**Document passage**:

Begin

In unveiling its EU Action Plan: Protecting and restoring marine ecosystems for sustainable and resilient fisheries, the European Commission has turned a blind eye to its own fisheries management system and aims to phase out of bottom mobile gears in 30% of EU waters, according to the European Bottom Fishing Alliance.
The rollout of the Action Plan follows months of delays, and while European citizens may have expected an effective package of measures against pollution, ocean warming, plastic or climate change, the outcome is described by EBFA as greenwashing ocean protection, with the clear winners being trawler operators outside the EU which will meet Europe’s demand for seafood.
‘The Commission not only neglects the fact these 7000 vessels contribute 25% of the total landings but also generate 38% of total revenues by the EU fleet. This policy will devastate entire EU fishing communities’ EBFA states.
The Action Plan is part of the EU Biodiversity Strategy establishing the objective to provide legal protection of 30% of the Union waters by 2030. In the document, the Commission instructs Member States to gradually phase out bottom mobile gears in these protected areas while keeping a role of facilitator and supporter.

End

[Collected data rows]
Begin

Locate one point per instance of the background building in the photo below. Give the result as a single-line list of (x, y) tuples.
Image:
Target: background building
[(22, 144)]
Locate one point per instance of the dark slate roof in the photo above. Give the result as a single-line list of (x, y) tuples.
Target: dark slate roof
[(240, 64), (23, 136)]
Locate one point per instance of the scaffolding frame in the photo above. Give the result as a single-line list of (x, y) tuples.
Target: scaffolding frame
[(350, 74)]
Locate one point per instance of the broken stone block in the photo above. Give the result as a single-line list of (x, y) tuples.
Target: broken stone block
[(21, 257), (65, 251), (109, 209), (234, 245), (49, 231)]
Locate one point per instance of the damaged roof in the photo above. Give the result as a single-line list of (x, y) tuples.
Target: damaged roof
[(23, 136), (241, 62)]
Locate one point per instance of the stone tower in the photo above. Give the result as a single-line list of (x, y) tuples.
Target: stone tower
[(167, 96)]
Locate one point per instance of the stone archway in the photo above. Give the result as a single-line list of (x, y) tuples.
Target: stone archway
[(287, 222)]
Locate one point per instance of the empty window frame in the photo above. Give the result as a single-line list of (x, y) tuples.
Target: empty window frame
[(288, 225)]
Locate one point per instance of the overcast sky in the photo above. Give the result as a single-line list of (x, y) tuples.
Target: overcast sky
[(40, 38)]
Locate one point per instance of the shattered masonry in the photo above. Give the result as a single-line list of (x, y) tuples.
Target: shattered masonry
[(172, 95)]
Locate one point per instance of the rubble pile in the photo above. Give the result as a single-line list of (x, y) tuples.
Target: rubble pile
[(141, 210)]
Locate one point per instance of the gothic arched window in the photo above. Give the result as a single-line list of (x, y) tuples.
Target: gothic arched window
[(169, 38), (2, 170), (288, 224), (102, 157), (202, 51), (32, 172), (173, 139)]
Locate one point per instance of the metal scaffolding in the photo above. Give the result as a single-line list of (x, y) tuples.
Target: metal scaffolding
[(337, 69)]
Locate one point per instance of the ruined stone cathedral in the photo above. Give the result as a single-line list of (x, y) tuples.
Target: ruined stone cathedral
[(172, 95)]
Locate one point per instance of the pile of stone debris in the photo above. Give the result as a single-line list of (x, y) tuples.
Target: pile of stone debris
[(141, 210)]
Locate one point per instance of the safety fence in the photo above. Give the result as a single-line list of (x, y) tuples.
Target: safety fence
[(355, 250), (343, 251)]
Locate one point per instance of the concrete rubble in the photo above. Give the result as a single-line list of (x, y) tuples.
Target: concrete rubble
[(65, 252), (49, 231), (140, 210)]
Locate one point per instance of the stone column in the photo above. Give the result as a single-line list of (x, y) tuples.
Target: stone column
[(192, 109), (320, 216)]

End

**Written instruction A**: According to the fisheries action plan passage, what share of total revenues by the EU fleet do the 7000 vessels generate?
**Written instruction B**: In the rows, rename "broken stone block" to "cracked stone block" in the stretch that opens with the line containing "Locate one point per instance of the broken" and closes with the line containing "[(21, 257), (65, 251), (109, 209), (234, 245), (49, 231)]", keeping everything else the same, and give back only those lines.

**Exercise output A**: 38%

**Exercise output B**:
Locate one point per instance of the cracked stone block in the photo above. Give the result as a single-line list of (x, y) tuples.
Target: cracked stone block
[(21, 257), (65, 251), (109, 209), (234, 245), (49, 231)]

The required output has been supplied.